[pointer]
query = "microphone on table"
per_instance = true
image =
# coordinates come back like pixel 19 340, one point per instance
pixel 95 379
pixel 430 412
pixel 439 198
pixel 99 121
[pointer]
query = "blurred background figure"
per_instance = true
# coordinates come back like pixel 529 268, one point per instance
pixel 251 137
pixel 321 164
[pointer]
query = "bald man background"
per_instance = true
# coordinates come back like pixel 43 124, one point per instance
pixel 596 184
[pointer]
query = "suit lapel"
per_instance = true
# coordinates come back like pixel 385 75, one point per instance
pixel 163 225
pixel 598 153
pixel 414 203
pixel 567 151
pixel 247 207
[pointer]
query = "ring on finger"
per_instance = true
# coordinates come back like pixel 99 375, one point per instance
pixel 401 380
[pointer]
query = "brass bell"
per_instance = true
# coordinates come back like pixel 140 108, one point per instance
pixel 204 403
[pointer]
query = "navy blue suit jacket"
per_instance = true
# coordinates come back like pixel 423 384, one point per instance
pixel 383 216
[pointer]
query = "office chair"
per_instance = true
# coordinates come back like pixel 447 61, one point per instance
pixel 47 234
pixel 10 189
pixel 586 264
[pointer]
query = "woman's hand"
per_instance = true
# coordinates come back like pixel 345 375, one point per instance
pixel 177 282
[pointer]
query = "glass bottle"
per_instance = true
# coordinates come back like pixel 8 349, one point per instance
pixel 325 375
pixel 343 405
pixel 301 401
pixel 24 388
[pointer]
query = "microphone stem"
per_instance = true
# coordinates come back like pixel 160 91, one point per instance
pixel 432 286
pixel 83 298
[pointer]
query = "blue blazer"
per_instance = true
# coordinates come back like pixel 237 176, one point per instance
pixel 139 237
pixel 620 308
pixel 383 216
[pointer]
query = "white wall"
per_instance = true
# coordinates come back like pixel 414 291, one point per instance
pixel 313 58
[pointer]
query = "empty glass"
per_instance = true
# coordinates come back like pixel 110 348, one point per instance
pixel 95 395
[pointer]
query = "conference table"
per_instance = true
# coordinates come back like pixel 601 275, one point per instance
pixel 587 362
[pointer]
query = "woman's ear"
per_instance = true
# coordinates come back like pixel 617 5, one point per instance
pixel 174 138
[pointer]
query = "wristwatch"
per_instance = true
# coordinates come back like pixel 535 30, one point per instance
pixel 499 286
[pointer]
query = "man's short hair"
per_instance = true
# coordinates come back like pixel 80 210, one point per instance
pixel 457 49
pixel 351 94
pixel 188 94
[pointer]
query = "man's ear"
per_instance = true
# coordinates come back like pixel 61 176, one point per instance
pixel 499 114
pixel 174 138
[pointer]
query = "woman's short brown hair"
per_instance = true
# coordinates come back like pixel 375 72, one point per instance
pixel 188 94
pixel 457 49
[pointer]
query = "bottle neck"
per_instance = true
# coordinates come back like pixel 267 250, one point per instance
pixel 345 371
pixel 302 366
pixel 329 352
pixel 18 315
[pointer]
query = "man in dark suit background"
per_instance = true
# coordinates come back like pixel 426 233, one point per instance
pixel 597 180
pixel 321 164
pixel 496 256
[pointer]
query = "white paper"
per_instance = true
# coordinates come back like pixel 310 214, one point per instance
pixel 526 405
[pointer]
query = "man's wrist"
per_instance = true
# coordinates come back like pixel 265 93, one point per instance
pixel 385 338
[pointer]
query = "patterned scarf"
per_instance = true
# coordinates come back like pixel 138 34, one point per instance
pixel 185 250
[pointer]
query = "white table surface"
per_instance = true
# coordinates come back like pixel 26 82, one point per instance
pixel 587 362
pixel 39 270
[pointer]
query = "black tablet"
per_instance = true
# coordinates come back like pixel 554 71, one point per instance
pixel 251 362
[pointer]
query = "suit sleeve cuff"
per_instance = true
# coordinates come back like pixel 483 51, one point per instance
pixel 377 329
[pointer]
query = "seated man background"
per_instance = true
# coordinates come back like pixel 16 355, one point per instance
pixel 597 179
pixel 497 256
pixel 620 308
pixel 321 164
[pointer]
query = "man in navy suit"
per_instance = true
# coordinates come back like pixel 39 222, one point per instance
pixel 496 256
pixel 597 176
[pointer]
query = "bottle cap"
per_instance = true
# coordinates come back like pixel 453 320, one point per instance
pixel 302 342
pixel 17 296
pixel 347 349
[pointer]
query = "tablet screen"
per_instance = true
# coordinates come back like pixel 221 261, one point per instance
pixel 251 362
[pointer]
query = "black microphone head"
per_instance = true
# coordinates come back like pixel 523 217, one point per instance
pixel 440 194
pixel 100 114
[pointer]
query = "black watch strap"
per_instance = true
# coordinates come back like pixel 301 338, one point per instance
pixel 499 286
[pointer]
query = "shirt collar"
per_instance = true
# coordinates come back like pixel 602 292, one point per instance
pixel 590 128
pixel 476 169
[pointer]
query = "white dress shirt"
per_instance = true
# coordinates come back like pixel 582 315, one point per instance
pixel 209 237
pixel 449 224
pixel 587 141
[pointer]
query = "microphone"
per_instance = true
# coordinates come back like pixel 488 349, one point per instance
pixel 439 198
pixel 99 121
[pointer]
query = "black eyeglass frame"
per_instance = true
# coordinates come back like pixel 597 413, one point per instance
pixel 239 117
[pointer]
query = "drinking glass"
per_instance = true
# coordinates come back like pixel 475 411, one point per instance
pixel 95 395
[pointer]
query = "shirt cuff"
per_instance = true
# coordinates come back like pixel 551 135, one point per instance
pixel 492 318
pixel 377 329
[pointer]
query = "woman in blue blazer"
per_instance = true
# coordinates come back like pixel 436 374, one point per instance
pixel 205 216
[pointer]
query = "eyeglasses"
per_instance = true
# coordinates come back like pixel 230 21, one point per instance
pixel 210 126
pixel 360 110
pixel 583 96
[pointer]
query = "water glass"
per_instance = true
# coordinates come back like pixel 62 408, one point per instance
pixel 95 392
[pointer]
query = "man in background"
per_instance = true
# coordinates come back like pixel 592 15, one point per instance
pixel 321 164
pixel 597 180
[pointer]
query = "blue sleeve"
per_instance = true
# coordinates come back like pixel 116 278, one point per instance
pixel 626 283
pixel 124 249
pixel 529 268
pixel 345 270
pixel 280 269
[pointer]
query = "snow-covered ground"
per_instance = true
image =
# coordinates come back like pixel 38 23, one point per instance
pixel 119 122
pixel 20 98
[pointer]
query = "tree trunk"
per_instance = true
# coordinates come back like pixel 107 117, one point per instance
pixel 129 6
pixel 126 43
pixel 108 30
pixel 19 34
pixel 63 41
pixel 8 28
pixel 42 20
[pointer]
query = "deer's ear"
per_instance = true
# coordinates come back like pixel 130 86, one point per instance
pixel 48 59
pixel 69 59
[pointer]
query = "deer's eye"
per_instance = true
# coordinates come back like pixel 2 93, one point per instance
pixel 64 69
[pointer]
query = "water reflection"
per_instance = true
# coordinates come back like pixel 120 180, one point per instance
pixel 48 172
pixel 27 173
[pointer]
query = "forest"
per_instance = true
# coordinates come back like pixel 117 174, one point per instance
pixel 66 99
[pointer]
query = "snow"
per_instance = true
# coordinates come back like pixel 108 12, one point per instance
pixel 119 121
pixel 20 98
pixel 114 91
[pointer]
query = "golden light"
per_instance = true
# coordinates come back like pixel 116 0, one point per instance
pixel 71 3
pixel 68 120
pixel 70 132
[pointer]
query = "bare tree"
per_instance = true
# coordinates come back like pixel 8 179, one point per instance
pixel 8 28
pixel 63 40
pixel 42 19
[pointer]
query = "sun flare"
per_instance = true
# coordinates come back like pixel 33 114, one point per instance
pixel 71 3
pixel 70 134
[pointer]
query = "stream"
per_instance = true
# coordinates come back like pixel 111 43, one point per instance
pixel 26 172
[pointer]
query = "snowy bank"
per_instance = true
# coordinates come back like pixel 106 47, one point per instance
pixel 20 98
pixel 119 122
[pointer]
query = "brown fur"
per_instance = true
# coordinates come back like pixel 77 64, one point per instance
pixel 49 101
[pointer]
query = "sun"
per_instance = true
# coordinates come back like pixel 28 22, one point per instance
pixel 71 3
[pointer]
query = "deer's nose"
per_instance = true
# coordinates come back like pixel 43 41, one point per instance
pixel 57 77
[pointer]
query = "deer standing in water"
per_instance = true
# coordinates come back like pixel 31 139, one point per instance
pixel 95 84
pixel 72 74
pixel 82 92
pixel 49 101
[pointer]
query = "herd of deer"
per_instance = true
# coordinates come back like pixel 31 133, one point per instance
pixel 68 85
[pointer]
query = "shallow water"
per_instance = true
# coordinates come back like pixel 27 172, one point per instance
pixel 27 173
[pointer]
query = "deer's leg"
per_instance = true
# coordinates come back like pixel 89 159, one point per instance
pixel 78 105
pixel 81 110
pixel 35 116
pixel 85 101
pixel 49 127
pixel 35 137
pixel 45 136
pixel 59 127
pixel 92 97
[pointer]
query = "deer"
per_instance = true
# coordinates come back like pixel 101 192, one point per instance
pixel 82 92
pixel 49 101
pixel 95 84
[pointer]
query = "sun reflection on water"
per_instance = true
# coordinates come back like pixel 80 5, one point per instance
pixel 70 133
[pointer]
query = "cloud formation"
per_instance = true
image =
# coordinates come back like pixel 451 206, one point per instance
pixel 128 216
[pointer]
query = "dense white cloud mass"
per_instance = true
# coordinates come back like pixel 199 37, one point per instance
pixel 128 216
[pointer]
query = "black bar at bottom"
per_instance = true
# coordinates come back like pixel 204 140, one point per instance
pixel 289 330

────

**What you will do**
Write only the number of lines above that contain "short".

**Solution to this task**
2